▸ PROVIDED RECORDS

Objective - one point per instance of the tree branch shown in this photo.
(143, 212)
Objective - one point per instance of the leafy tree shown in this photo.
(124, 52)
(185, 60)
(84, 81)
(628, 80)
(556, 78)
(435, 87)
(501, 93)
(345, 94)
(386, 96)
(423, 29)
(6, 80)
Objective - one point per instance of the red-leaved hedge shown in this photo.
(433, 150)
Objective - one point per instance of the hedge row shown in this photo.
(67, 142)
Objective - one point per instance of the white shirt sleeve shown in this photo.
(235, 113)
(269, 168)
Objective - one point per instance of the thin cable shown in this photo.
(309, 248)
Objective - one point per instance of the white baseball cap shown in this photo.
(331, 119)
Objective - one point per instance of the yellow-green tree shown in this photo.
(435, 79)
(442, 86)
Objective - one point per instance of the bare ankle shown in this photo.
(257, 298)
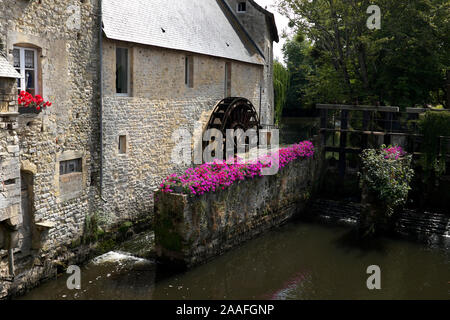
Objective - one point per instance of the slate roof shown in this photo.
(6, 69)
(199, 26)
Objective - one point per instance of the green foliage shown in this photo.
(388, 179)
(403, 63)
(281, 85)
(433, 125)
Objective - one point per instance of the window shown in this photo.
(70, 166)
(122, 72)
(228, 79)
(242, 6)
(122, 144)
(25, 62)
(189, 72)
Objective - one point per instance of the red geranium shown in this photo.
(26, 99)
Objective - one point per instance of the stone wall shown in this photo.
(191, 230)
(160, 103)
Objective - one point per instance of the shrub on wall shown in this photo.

==

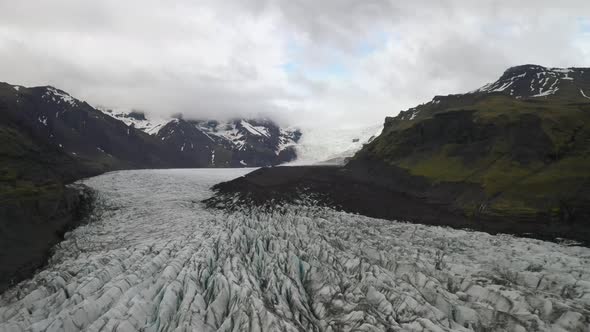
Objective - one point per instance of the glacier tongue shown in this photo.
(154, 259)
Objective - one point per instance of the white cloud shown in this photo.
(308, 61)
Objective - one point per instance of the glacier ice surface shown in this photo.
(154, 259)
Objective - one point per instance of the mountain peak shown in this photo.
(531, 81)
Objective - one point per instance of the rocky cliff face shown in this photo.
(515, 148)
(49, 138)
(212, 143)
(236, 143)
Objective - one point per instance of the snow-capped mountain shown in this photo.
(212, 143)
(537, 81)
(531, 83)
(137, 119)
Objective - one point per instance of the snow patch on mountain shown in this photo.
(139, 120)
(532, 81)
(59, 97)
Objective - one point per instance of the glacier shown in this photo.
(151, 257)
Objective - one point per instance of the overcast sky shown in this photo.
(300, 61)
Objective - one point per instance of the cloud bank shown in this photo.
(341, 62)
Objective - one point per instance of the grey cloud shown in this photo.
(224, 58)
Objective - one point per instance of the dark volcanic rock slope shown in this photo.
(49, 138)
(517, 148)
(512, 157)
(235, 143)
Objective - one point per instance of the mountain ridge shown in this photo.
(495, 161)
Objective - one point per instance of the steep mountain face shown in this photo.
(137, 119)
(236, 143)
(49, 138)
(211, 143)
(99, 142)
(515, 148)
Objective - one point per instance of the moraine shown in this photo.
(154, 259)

▸ WHAT YOU ARE ASKED TO DO
How many of the rows above contain the word "cloud"? Reply with the number alone.

▸ TASK RESPONSE
3